How many lines of the entries below contain the string "woman"? Case counts; report only the number.

----- Data for this task -----

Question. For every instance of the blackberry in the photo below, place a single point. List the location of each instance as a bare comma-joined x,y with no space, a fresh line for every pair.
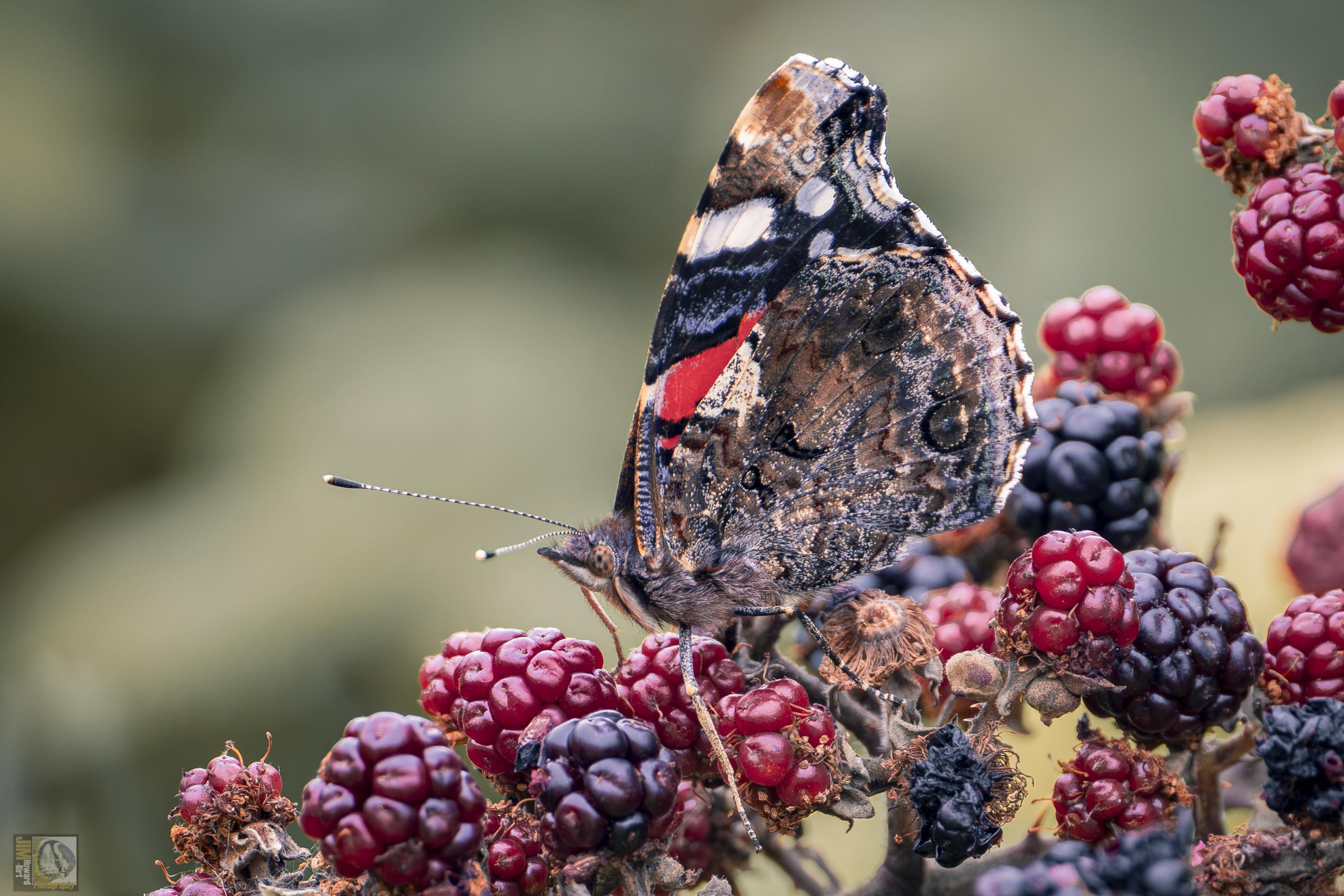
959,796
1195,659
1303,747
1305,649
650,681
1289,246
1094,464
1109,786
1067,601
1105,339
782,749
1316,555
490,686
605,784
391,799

-----
----- Data for this task -----

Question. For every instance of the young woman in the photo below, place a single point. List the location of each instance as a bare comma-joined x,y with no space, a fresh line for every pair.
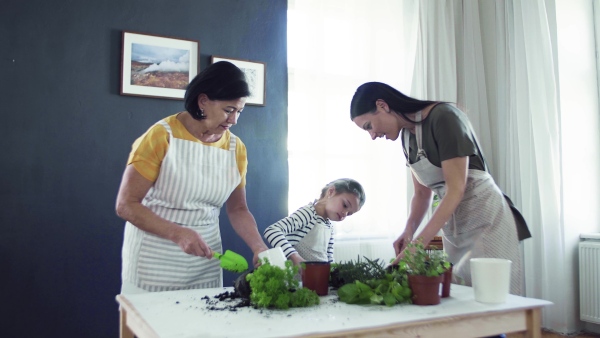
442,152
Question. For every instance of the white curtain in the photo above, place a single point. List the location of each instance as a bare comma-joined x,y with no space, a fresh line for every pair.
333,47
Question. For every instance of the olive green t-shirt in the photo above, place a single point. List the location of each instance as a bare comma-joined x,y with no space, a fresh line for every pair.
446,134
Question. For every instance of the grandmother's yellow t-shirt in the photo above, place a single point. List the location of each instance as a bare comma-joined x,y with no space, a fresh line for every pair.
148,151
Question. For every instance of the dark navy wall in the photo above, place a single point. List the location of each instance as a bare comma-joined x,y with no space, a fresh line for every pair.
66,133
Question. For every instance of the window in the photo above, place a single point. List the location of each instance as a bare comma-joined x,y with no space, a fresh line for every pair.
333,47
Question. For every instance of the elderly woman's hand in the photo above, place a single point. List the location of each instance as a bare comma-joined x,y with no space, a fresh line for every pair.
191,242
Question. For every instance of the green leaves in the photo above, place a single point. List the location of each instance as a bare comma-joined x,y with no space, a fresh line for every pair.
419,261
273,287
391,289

-----

(Answer to this exercise)
2